[Object point labels]
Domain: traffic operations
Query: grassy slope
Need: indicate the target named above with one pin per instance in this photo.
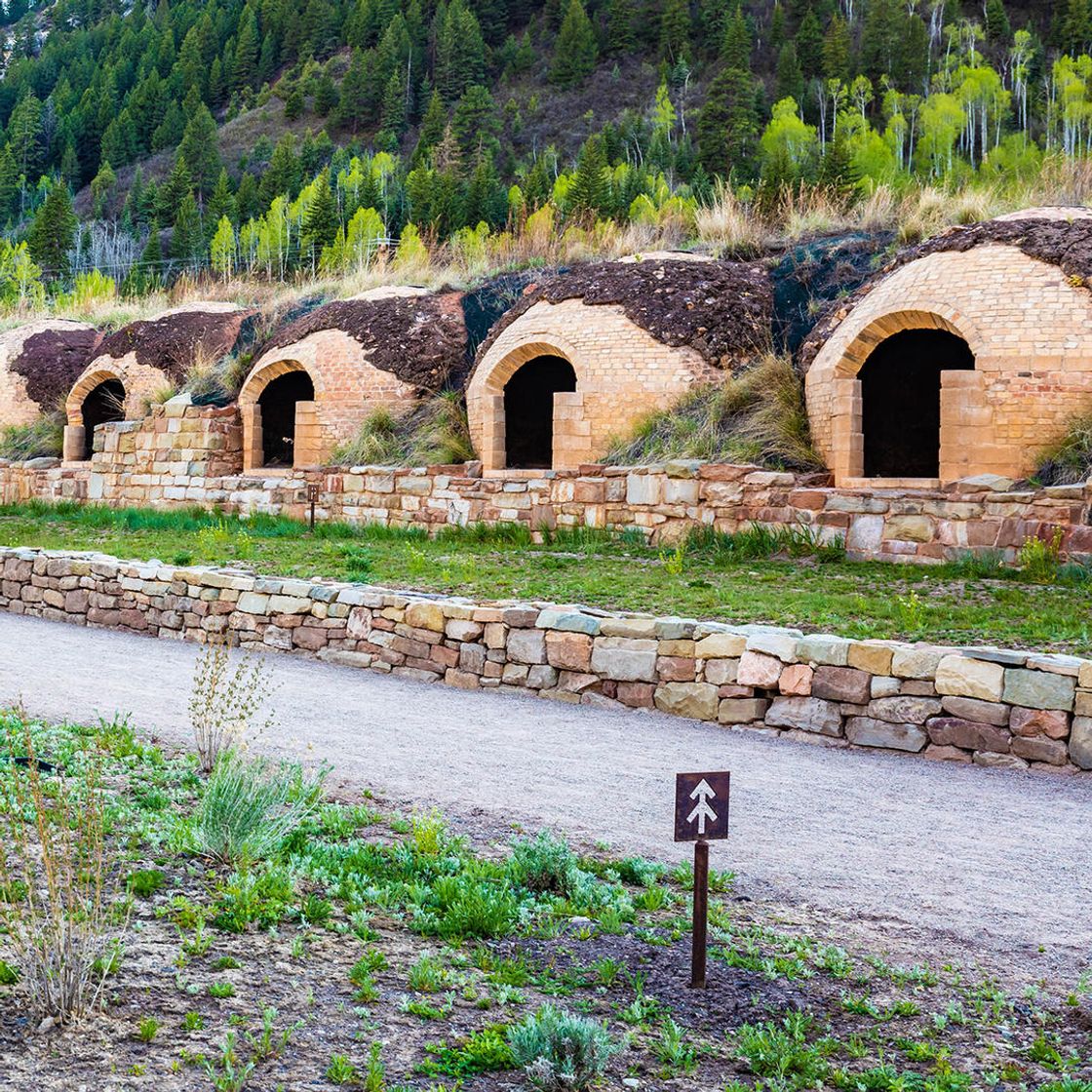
(855, 600)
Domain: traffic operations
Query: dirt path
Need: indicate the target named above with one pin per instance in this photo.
(989, 862)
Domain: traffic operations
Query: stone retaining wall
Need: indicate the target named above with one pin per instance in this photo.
(984, 706)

◆ **Written task**
Render every line of the material above as a JSON list of strings, one string per line, skipping blank lines. Omit the picture from the list.

◆ **Answer in full**
[
  "Domain: traffic operations",
  "Query: grassy slope",
  "Need: indicate the target named above with one pin per instance in this photo.",
  "(855, 600)",
  "Domain: traffic operations",
  "Query: dirt path",
  "Need: indicate the target named above with one pin per instance in this photo.",
  "(989, 862)",
  "Domain: traffic operations",
  "Query: stone retaining wall",
  "Need: indicate the target named above with one pin per instance in this photo.",
  "(984, 706)"
]